### Selected passage
#####

Universal Studios Hollywood
- Area: Lower Lot
- Status: Removed
- Opening date: July 1, 1992
- Closing date: April 11, 2010
- Replaced by: Transformers: The Ride – 3D

Universal Studios Japan
- Area: San Francisco
- Status: Removed
- Opening date: March 31, 2001
- Closing date: September 14, 2020
- Replaced by: Illumination's Villain-Con Minion Blast (Minion Park)

Ride statistics
- Attraction type: Fire Effects Show
- Manufacturer: Universal Creative
- Theme: Backdraft
- Duration: 8:00

= Backdraft (attraction) =

Defunct attraction in Universal parks

Backdraft was a fire special effects show at Universal Studios Hollywood and Universal Studios Japan, based on the 1991 film of the same name. Visitors could learn how the pyrotechnic effects were created and experience some of them first hand. It was the first theme park attraction based on an R-rated film, and the first one to be at the Universal theme park as well.

The Hollywood attraction opened on July 1, 1992, and was supposed to officially close after Labor Day 2009 to be replaced by Transformers: The Ride – 3D in 2011, but remained open to appease visitors due to temporary closures of other attractions for annual refurbishment. The Hollywood attraction officially closed on April 11, 2010.

The Osaka version of the attraction opened on March 31, 2001, and was temporarily closed on September 14, 2020, in response to the COVID-19 pandemic. However, on May 16, 2023, Universal Studios Japan announced the park had no intentions to reopen the attraction. The Japan attraction was replaced by Illumination's Villain Con Minion Blast; it became part of Minion Park, which opened on July 11, 2025.

==History==
Following the 1986 success of King Kong Encounter during the Studio Tour at Universal Studios Hollywood, MCA (then-owner of Universal Pictures) began expanding the park as a must-visit destination in all of Southern California. In 1991, E.T. Adventure opened at the park, and a giant set of escalators called the Starway was built on the hillside that led to various attractions, shops, and food courts. After the 1991 film Backdraft became a critical and commercial success, MCA Planning and Development (now known as Universal Creative) began constructing the attraction and opened it on July 1, 1992. The attraction has been ported to Universal Studios Japan on the opening day of March 31, 2001.

==Summary==
===Queue===
For the Hollywood version, guests entered a sound stage in the Lower Lot where Backdraft was being filmed. For the Japan version, guests enter a building facade in San Francisco and into a soundstage where Backdraft is being filmed.

#####

### Source material
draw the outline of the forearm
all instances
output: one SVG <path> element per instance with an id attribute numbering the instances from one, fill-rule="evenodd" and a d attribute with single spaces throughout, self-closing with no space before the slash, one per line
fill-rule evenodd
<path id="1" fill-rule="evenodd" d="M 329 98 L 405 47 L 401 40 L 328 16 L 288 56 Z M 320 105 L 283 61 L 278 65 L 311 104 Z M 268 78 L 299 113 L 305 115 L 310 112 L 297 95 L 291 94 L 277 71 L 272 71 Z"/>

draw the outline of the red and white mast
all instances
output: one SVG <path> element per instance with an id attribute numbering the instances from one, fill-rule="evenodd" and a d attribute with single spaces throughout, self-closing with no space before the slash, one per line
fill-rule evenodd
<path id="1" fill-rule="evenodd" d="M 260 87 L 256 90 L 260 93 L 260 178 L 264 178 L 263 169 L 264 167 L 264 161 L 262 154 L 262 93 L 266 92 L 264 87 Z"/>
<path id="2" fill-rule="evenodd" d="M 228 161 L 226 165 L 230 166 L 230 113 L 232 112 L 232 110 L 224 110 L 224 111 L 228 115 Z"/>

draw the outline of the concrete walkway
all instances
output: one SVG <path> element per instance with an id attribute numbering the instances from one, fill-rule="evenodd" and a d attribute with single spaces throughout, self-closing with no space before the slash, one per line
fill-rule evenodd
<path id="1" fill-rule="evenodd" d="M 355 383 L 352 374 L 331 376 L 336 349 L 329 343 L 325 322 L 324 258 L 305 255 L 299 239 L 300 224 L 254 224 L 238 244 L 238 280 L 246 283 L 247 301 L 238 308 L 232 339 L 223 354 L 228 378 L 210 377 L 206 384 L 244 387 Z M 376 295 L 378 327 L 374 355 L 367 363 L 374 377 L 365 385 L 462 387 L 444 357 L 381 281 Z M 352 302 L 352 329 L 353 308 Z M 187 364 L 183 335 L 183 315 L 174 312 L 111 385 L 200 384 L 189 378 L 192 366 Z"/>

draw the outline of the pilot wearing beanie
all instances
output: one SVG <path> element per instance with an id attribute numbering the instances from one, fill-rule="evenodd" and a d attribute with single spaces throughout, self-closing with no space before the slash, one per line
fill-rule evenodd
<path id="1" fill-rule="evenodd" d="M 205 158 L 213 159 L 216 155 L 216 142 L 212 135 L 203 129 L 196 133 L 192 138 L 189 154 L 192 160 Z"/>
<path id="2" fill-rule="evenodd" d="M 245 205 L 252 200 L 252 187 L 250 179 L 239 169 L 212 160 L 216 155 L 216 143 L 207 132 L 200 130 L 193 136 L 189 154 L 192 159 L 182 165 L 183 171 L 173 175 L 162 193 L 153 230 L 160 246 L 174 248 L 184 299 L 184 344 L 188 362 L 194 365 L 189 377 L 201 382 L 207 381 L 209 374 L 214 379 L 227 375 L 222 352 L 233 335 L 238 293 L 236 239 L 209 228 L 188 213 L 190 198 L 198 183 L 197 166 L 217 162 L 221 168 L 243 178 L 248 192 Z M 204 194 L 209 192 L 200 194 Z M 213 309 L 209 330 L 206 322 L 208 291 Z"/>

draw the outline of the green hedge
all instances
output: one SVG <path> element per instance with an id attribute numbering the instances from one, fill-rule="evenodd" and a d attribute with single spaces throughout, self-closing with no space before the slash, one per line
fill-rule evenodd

#####

### Work to complete
Continue the Backdraft attraction article from the point where it stops, writing in the same encyclopedic style.

### Exercise answer
===Pre-show===
As guests walk into the "Backdraft filming center", Ron Howard appears on a video screen and talks to the guests about making Backdraft. For the Hollywood version, guests enter another soundstage. For the Japan version, guests enter a set of a city alley, where the fire is burning the building. Two stars from the film, Scott Glenn and Kurt Russell, appear on the video screen and talk about the fire. The moment they finish, the fire surprises the guests. They are finally led into a set resembling the warehouse scene in the movie.

===Main show===
The guests line up on a tiered observation platform, overlooking a simulated warehouse scene. The main show begins with a narration, "There is a fire in the center office. It burned up everything in the room, until it ran out of oxygen. Oh, it may look quiet now, but that is its deception...for hiding inside are unburned natural gases. Waiting...for a breath of fresh air..." Suddenly, fire breaks out in the warehouse, causing a backdraft. A series of explosions creates more fire. After a final explosion, the platform on which the guests are standing suddenly drops a few inches. Participants are then directed to exit through the building.

The sound of crackling flames can be heard throughout the show, but this is actually a sound effects recording. The fire seen in the show is created by the ignition of flammable gases, a process which makes little to no sound.

==In popular culture==
The warehouse set was prominently featured in the television show Sliders, in the third-season episode titled "The Fire Within".

In an episode of Seinfeld titled "The Trip", George Costanza expresses interest in seeing the attraction.

There is a reference to the attraction in a third-season episode of the television show Psych called "Earth, Wind and... Wait for It".